» TASK DESCRIPTION:
With the first line below as the start and the line containing "negative clicks: (1021, 1204) (483, 719)" as the end, copy every line between them exactly, ends included.
++++ TASK DATA
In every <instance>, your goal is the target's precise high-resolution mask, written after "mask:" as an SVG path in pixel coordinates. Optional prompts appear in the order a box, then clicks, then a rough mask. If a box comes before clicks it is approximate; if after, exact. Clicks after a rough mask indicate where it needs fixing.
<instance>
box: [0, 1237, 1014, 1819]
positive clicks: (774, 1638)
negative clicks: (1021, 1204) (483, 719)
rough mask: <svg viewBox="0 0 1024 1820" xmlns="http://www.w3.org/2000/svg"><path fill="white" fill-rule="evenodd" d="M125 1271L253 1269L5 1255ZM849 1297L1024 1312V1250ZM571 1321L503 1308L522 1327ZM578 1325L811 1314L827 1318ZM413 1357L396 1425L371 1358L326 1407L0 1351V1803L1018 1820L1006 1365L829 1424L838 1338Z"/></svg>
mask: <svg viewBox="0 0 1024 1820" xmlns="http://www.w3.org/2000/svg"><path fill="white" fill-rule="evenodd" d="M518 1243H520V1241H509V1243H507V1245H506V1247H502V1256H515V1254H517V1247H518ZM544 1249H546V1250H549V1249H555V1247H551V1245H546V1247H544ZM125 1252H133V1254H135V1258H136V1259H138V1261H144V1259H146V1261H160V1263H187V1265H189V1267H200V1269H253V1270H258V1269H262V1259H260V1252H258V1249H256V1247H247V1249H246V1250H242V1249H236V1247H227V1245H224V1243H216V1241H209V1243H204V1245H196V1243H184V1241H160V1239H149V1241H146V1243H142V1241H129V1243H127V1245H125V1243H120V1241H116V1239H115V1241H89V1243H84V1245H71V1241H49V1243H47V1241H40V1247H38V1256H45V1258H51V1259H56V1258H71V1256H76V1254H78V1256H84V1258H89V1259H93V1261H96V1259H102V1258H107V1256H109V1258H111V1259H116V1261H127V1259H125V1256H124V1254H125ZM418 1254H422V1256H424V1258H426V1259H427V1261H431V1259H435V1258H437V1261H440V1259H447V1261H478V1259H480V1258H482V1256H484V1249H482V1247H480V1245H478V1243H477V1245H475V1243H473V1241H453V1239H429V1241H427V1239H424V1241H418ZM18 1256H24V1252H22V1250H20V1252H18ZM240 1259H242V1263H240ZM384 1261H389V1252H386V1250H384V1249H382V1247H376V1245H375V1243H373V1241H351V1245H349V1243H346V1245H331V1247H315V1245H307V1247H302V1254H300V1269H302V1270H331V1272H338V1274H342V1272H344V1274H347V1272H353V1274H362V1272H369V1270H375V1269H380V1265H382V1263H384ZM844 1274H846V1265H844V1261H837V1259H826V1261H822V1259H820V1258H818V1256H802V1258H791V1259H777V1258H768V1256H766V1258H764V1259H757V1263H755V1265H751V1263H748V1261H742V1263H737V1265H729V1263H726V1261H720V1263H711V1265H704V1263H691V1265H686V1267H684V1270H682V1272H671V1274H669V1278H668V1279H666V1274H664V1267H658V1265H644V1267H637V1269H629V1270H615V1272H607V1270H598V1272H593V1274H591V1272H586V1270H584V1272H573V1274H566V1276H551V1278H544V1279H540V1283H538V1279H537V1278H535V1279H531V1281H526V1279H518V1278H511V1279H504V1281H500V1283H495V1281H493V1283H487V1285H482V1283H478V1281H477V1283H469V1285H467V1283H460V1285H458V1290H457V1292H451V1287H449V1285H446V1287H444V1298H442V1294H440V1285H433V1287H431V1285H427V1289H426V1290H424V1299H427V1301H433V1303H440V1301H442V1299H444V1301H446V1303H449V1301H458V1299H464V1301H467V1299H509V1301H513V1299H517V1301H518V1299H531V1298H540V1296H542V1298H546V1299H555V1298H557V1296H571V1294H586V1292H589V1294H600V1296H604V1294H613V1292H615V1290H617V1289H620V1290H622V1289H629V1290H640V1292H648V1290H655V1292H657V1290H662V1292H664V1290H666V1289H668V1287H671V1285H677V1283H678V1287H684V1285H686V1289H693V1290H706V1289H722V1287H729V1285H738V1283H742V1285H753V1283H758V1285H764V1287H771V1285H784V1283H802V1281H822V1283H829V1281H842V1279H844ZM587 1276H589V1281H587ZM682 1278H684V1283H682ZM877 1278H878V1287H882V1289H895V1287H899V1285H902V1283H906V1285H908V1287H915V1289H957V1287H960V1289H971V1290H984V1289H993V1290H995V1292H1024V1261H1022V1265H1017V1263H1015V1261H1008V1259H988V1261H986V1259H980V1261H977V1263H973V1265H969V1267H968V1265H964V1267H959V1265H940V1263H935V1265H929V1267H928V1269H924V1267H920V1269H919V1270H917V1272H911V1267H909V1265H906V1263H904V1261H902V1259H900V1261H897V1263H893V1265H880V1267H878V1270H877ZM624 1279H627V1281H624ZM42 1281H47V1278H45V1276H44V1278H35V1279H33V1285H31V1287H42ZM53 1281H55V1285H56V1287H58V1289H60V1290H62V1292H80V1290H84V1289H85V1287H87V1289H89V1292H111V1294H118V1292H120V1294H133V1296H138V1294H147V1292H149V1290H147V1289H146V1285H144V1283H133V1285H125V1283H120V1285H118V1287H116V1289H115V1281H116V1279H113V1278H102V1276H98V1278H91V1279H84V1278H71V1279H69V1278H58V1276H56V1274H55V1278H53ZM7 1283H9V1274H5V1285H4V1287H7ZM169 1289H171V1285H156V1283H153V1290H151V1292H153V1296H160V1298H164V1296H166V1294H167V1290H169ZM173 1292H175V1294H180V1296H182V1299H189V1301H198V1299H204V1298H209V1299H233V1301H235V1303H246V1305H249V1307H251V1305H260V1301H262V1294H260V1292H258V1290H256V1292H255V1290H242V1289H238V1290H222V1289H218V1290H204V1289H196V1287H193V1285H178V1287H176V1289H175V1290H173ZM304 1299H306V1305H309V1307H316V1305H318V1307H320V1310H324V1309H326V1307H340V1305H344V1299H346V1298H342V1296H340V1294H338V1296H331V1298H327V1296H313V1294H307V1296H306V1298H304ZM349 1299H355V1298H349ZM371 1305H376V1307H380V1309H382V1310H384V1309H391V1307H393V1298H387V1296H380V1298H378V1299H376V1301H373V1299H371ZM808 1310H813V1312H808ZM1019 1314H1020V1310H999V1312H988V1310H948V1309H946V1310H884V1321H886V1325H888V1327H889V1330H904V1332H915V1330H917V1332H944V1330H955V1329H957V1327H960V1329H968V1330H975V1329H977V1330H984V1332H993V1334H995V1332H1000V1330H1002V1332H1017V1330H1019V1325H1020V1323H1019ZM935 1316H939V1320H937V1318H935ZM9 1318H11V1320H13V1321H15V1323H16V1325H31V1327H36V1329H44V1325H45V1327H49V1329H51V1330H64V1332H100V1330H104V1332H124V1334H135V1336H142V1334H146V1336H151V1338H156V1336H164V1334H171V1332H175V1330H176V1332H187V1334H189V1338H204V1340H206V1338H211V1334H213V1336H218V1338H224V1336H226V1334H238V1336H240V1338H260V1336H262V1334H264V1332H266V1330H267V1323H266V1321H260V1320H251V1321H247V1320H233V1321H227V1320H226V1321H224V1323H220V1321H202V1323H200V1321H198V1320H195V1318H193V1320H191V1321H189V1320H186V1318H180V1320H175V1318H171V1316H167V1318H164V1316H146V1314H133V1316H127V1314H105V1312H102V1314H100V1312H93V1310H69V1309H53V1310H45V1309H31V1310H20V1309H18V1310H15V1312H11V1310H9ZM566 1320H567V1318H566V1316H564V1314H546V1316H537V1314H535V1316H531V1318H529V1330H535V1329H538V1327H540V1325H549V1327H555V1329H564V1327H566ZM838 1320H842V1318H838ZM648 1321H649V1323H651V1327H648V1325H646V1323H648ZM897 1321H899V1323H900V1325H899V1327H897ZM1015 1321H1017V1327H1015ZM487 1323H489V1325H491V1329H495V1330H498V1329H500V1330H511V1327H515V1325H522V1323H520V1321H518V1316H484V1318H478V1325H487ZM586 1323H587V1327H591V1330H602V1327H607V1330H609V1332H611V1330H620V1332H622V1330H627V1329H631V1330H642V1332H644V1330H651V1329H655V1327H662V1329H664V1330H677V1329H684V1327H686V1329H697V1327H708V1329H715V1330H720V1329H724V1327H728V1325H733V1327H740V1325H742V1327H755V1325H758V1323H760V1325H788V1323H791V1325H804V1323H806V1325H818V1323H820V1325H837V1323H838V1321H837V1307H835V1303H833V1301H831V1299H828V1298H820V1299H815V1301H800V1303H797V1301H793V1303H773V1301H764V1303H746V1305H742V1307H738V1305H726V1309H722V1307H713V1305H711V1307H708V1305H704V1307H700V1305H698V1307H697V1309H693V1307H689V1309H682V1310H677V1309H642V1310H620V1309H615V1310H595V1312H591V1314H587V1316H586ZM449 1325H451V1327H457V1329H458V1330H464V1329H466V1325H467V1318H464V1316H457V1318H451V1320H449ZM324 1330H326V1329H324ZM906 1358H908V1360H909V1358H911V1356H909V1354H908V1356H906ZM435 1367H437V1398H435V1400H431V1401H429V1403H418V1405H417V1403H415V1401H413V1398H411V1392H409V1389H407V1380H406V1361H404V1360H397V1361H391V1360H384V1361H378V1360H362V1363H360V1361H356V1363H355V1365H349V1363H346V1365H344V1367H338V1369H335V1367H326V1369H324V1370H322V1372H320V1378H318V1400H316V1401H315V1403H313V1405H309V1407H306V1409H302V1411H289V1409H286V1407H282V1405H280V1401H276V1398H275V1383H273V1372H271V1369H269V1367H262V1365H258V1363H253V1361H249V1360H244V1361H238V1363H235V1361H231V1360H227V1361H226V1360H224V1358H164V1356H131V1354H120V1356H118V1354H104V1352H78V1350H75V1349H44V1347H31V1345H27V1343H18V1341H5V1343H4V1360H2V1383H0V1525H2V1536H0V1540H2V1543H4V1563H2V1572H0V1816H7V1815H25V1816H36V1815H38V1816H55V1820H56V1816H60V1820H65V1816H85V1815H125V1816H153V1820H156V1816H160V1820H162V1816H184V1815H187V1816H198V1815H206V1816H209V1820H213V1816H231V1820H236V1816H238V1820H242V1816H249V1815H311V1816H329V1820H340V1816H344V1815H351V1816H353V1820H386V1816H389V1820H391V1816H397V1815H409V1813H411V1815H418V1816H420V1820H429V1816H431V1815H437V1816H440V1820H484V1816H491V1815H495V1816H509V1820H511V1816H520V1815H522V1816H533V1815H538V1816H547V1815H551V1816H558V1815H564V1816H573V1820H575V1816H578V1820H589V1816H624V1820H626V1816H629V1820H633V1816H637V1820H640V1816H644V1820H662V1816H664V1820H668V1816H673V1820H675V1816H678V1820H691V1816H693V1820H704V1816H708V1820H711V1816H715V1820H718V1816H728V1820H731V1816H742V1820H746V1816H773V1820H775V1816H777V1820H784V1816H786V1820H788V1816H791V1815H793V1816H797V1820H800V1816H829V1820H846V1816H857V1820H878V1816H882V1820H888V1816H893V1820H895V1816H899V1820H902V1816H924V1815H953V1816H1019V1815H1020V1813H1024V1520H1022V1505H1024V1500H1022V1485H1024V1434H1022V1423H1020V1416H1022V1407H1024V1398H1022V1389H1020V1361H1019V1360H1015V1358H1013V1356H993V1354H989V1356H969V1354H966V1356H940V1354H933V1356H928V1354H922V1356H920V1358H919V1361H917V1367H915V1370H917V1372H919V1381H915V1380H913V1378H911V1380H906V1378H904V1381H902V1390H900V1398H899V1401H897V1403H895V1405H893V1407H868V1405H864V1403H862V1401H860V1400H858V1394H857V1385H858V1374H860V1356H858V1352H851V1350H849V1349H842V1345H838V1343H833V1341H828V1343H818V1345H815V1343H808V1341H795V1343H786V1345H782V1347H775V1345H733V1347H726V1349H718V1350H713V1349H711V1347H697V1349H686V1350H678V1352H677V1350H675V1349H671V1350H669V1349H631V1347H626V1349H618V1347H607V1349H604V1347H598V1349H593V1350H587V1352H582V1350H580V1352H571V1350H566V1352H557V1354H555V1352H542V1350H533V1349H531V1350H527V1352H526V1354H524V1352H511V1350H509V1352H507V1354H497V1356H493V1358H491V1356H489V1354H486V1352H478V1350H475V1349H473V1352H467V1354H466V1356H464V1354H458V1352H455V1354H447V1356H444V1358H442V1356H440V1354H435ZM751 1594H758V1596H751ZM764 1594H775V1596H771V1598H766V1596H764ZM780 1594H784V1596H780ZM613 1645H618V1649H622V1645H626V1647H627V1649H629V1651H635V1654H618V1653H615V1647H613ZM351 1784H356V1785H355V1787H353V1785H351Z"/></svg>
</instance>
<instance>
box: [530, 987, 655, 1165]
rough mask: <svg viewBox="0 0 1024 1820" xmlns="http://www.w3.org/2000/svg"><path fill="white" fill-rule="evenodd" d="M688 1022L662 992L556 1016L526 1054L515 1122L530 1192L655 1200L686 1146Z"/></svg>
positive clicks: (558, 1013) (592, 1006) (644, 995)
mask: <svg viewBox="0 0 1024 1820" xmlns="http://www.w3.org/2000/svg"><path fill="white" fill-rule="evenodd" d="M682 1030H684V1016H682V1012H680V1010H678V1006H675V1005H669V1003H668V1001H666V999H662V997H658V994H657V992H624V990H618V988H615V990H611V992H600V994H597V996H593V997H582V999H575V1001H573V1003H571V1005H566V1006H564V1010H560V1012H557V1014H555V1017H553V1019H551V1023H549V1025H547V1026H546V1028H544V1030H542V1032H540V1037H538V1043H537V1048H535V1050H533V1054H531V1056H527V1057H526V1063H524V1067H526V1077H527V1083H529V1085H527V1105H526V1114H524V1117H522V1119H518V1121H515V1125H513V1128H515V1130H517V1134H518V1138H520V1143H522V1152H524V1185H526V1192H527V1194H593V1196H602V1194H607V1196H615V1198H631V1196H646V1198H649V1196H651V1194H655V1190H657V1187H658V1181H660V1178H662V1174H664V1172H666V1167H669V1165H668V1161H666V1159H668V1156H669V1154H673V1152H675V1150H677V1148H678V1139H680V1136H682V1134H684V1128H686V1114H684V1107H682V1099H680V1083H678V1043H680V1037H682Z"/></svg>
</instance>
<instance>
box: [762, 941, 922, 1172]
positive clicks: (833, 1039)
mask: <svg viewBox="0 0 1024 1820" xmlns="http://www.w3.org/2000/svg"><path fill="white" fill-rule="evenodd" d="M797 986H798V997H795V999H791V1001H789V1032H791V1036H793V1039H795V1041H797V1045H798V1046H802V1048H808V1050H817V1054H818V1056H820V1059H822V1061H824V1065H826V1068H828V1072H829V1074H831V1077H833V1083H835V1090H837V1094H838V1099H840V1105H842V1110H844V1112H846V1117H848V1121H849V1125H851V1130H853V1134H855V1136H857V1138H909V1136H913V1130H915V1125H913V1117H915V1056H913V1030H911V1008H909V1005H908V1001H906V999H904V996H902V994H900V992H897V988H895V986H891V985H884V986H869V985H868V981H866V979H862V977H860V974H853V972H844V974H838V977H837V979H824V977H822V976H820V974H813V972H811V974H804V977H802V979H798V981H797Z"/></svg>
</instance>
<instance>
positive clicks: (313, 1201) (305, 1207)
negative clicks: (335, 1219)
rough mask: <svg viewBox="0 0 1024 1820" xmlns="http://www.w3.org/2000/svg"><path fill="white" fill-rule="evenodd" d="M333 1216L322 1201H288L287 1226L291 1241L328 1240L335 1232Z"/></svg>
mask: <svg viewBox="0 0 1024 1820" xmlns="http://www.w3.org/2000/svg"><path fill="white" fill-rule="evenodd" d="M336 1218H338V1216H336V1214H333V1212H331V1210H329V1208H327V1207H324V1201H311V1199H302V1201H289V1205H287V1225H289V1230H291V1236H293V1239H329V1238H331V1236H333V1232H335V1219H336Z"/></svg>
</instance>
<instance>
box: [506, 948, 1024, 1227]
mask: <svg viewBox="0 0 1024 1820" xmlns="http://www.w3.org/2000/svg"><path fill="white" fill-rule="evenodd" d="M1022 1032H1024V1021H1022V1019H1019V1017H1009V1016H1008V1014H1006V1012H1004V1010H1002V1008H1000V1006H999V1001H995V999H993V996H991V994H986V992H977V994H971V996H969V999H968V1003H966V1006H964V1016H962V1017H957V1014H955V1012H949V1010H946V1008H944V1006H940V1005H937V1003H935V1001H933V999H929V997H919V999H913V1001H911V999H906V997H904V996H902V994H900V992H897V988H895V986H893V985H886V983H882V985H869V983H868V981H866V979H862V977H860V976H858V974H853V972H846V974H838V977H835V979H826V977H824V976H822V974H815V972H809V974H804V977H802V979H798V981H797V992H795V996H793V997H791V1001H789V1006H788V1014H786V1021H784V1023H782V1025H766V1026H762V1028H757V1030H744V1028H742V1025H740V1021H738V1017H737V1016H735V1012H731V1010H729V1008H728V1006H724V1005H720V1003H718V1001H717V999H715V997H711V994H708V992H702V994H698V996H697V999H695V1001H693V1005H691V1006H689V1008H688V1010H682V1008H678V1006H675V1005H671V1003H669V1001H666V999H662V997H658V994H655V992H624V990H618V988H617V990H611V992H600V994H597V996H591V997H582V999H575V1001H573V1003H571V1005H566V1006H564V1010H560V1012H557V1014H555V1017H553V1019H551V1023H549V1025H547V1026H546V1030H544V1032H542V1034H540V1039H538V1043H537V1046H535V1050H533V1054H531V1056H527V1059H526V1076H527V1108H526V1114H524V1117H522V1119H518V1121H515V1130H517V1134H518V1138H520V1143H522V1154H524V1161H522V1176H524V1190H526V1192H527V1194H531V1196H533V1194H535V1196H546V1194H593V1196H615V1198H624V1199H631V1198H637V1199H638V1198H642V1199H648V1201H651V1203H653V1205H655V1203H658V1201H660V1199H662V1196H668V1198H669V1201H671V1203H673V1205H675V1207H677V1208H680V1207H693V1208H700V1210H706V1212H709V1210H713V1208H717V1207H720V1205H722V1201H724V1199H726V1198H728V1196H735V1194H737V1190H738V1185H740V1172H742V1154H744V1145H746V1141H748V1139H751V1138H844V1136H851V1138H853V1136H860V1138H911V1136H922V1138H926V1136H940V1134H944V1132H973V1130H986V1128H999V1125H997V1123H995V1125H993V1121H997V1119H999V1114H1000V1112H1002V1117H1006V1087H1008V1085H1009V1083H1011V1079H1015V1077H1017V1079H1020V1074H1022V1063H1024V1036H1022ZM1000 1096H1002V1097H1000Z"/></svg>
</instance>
++++++++
» YOUR SOLUTION:
In every <instance>, your goal is the target's precise high-resolution mask, written after "mask:" as an SVG path in pixel coordinates. Optional prompts appear in the order a box, then clicks, then a rough mask. If a box comes before clicks it is approximate; if after, exact. Clicks after a rough mask indicate where it needs fixing.
<instance>
box: [0, 1237, 1014, 1819]
positive clicks: (774, 1638)
negative clicks: (1021, 1204) (483, 719)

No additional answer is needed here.